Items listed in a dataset
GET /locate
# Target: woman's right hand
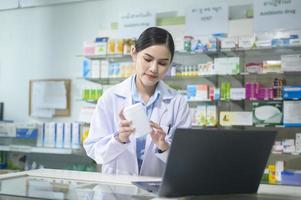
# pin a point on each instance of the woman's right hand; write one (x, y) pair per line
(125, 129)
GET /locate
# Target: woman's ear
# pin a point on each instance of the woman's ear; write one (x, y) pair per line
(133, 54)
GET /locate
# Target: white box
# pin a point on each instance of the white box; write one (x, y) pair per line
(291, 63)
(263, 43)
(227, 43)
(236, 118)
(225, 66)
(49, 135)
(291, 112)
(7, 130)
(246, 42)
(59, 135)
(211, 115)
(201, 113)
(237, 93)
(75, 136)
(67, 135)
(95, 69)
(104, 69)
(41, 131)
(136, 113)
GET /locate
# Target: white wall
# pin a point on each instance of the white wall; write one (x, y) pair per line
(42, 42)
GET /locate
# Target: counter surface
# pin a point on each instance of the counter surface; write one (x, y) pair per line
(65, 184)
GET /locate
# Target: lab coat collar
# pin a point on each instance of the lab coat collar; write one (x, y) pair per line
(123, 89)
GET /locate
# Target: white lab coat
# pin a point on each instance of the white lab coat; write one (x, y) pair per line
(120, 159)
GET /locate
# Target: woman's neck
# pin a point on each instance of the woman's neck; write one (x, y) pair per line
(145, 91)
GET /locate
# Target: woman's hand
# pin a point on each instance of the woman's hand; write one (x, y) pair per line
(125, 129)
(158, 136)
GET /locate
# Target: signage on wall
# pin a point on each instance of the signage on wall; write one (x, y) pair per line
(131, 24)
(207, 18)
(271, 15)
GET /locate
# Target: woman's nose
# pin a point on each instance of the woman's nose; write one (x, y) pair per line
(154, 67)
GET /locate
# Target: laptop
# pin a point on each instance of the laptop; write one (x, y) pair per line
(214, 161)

— TASK —
Which lines of the material contain the string "Target"? Show each of those lines in full, treating uppercase and lowercase as different.

— REPLY TO THE TASK —
# Target: woman's right hand
# Target: woman's ear
# Target: white box
# Target: white wall
# Target: counter surface
# Target: lab coat collar
# Target: white lab coat
# Target: woman's neck
# Target: woman's hand
# Target: signage on wall
# Target: woman's nose
# Target: laptop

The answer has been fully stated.